▶ [Goal]:
Replace "truck tire" with "car tire" in the listing below and write out the listing again, leaving everything else unchanged and omitting the pictures.

▶ [Stored data]:
>>
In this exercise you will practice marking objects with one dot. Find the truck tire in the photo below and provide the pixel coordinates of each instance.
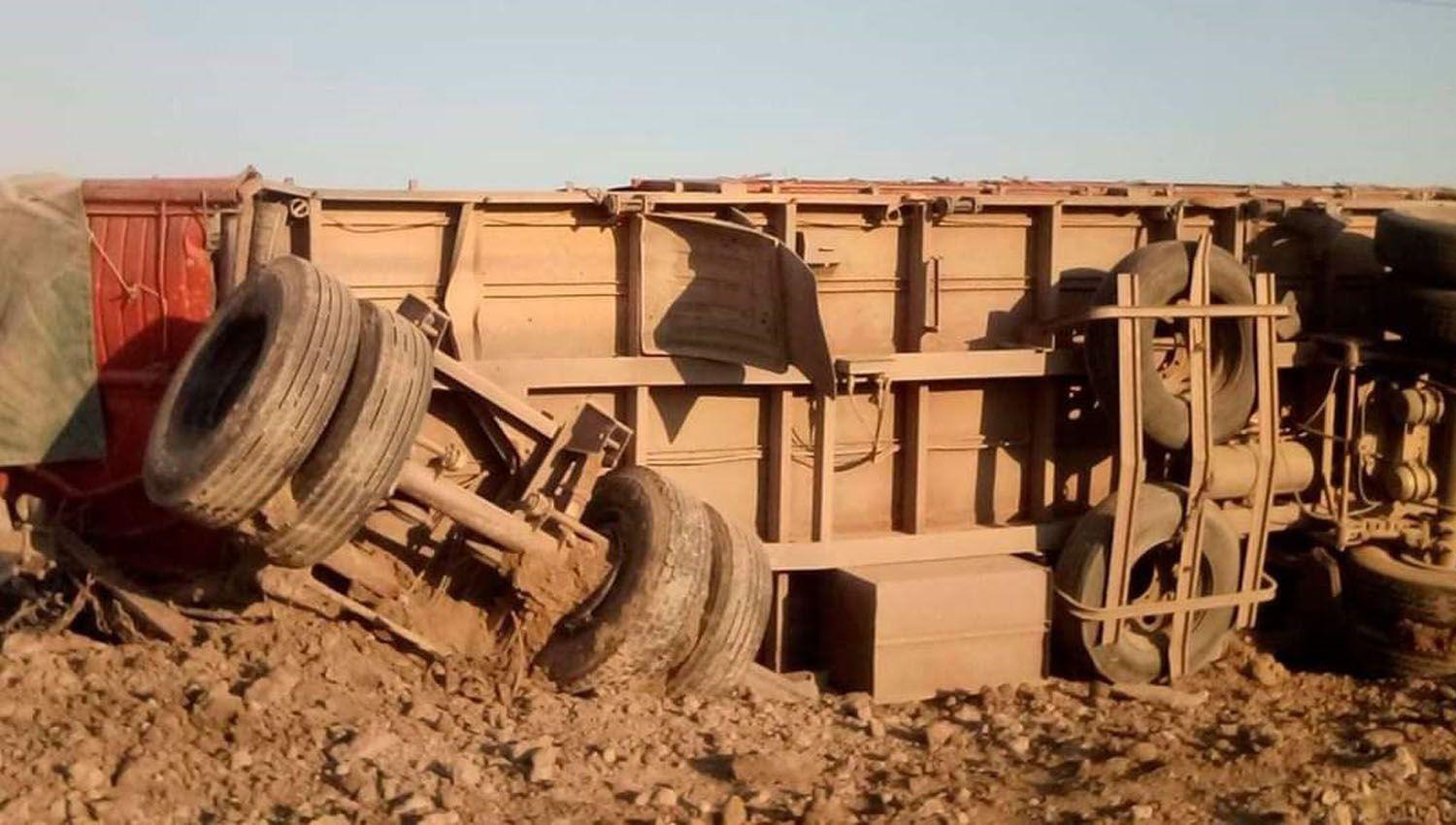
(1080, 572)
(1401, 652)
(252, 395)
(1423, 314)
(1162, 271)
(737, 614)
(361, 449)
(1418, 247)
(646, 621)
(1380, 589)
<<
▶ [Result for this exercise]:
In this exercise you will practice marking objects with one dot. Find the car tire in the photo below and provide the pixel coordinates of each instance.
(1080, 572)
(1401, 652)
(252, 395)
(1423, 314)
(1162, 271)
(737, 614)
(361, 449)
(1418, 247)
(646, 621)
(1380, 589)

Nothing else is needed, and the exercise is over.